Instructions for the task: Can you reproduce, word for word, the stretch of the passage on choosing a communication coach from "Are you investing" through "to communication coaching."?

The first step has nothing to do with the coach. It has to do with you. Different coaches specialize in dramatically different work, and choosing the right one requires you to be honest about what you're trying to develop.

Are you preparing for a specific event? A keynote, a board presentation, an investor pitch, a media tour. This is short-term, event-specific work. You want a coach who specializes in preparing executives for high-stakes moments and who can deliver focused, rapid improvement on the specific deliverable.

Are you addressing a chronic communication issue? A speaking habit that's been holding you back, a perception problem in your organization, a confidence gap in high-stakes settings. This is medium-term work, usually three to six months, and requires a coach who can diagnose the underlying pattern and build sustainable change.

Are you investing in long-term executive development? Building presence over a multi-year arc as you move toward bigger roles. This is the longest engagement, requires a coach who can be in your corner for years, and is generally the most valuable kind of coaching but also the rarest to find done well.

Are you working on voice and physical delivery specifically? Vocal patterns, pitch, pace, breath, resonance, posture, the mechanical aspects of how you sound and look. This requires a coach with actual training in voice and body — usually someone who has worked as a singer, actor, or speech-language professional in addition to communication coaching.

Are you working on message strategy and storytelling? Structuring your communication for impact, narrative architecture, persuasion frameworks. This is a different set of skills, often offered by coaches with backgrounds in journalism, marketing, or strategic communications.

Different coaches specialize in different combinations of these. The coach who's perfect for preparing your TED talk may be wrong for ongoing executive development. The coach who's excellent at long-term presence work may not be the right fit for a high-stakes board prep three weeks out. Knowing what you actually need is the first step in finding the right person.

The categories of coach you'll encounter

Once you start looking, you'll find that communication coaches come from several different professional backgrounds. Each has strengths and limitations.

Former performers (singers, actors, voiceover professionals). These coaches typically have deep technical expertise on voice, breath, and physical presence. They tend to be excellent at the mechanical side of communication — how you sound, how you carry yourself, how your nervous system interacts with high-stakes performance. Their weakness can be on the strategic and content side, particularly if they haven't worked extensively in corporate settings.

Former broadcasters and journalists. Strong on on-camera presence, message clarity, and soundbite construction. Often excellent for media preparation and on-screen performance. Can be weaker on the deeper vocal and physical mechanics, and on the long arc of leadership development.

Former corporate executives turned coaches. Bring strong context for the business environment and can speak the language of leadership fluently. Their range varies wildly depending on whether they ever did the technical work of voice and physical training. Some are excellent. Others mostly offer corporate experience without much actual coaching skill.

Academically-trained communication coaches. Often hold advanced degrees in communication, rhetoric, or related fields. Strong on theory and structure. Tend to be better at frameworks than at delivery work.

Speech-language pathologists. Clinically trained on voice mechanics. Excellent for technical voice issues, particularly recovery from vocal injury. Less commonly focused on executive context unless they have additional training there.

Generalist executive coaches who also offer communication work. Be cautious. Communication is a specialized skill, and someone who coaches on leadership, time management, career strategy, and communication is often spread too thin to be excellent at any of them. The depth required to coach communication well is significant.

No category is automatically better than others. What matters is finding a coach whose specific background and current practice line up with your specific needs.

[Saved entries]
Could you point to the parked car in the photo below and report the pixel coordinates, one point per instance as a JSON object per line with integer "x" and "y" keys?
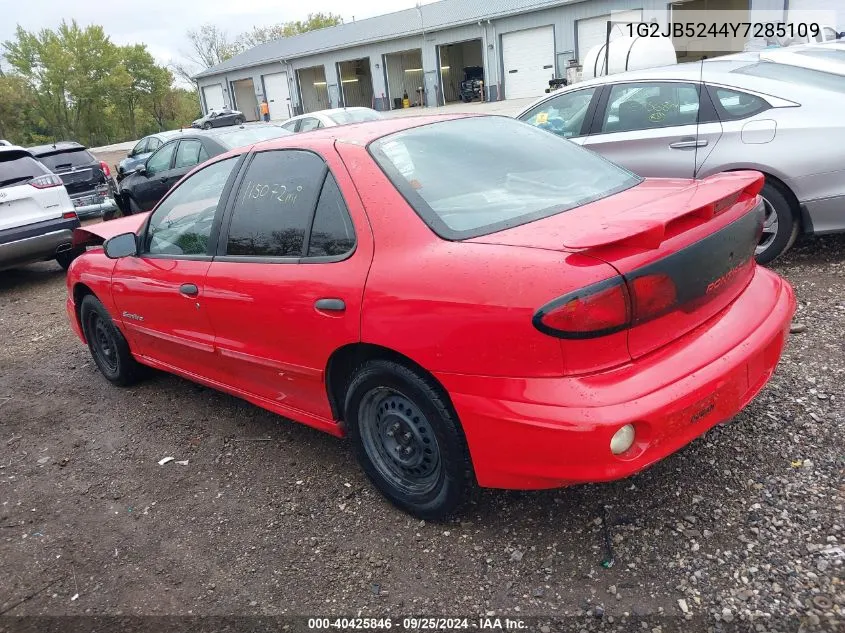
{"x": 142, "y": 189}
{"x": 138, "y": 155}
{"x": 330, "y": 118}
{"x": 37, "y": 217}
{"x": 694, "y": 120}
{"x": 531, "y": 318}
{"x": 220, "y": 118}
{"x": 87, "y": 180}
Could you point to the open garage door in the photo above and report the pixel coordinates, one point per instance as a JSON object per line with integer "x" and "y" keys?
{"x": 404, "y": 76}
{"x": 356, "y": 83}
{"x": 592, "y": 32}
{"x": 245, "y": 99}
{"x": 458, "y": 62}
{"x": 213, "y": 96}
{"x": 312, "y": 88}
{"x": 529, "y": 61}
{"x": 277, "y": 93}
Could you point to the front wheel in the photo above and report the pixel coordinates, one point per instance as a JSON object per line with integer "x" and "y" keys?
{"x": 107, "y": 345}
{"x": 780, "y": 226}
{"x": 408, "y": 440}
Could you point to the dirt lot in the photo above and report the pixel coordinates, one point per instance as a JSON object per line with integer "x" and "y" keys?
{"x": 269, "y": 517}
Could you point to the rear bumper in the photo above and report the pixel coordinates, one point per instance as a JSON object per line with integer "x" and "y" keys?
{"x": 36, "y": 242}
{"x": 546, "y": 432}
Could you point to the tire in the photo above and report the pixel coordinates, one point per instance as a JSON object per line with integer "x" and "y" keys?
{"x": 65, "y": 258}
{"x": 108, "y": 347}
{"x": 781, "y": 224}
{"x": 391, "y": 409}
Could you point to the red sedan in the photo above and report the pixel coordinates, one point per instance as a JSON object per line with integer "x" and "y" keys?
{"x": 469, "y": 299}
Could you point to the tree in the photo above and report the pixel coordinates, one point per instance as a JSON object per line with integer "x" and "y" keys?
{"x": 209, "y": 46}
{"x": 261, "y": 34}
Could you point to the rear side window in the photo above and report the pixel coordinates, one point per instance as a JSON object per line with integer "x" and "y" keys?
{"x": 17, "y": 168}
{"x": 274, "y": 204}
{"x": 332, "y": 234}
{"x": 734, "y": 105}
{"x": 67, "y": 160}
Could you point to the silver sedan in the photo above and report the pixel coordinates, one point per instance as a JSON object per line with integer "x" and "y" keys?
{"x": 696, "y": 119}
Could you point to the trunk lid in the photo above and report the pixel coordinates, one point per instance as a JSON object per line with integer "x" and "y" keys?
{"x": 685, "y": 248}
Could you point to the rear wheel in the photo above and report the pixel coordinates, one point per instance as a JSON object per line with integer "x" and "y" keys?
{"x": 408, "y": 440}
{"x": 780, "y": 227}
{"x": 107, "y": 345}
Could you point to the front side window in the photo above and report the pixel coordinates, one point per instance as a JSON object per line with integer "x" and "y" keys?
{"x": 274, "y": 203}
{"x": 332, "y": 233}
{"x": 564, "y": 114}
{"x": 160, "y": 161}
{"x": 737, "y": 105}
{"x": 474, "y": 176}
{"x": 188, "y": 154}
{"x": 181, "y": 225}
{"x": 644, "y": 106}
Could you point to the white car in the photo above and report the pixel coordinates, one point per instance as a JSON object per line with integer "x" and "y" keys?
{"x": 330, "y": 118}
{"x": 37, "y": 218}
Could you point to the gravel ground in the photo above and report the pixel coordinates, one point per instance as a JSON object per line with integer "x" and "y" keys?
{"x": 269, "y": 517}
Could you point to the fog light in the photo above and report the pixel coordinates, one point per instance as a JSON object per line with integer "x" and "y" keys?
{"x": 622, "y": 439}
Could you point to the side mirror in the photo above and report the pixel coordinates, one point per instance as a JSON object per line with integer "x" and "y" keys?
{"x": 123, "y": 245}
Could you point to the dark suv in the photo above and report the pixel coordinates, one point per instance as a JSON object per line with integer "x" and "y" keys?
{"x": 87, "y": 180}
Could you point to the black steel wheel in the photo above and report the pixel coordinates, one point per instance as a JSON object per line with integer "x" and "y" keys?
{"x": 108, "y": 347}
{"x": 408, "y": 440}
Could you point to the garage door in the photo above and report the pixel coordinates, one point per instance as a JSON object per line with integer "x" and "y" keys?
{"x": 278, "y": 95}
{"x": 213, "y": 97}
{"x": 529, "y": 61}
{"x": 593, "y": 31}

Exercise response:
Are you investing in long-term executive development? Building presence over a multi-year arc as you move toward bigger roles. This is the longest engagement, requires a coach who can be in your corner for years, and is generally the most valuable kind of coaching but also the rarest to find done well.

Are you working on voice and physical delivery specifically? Vocal patterns, pitch, pace, breath, resonance, posture, the mechanical aspects of how you sound and look. This requires a coach with actual training in voice and body — usually someone who has worked as a singer, actor, or speech-language professional in addition to communication coaching.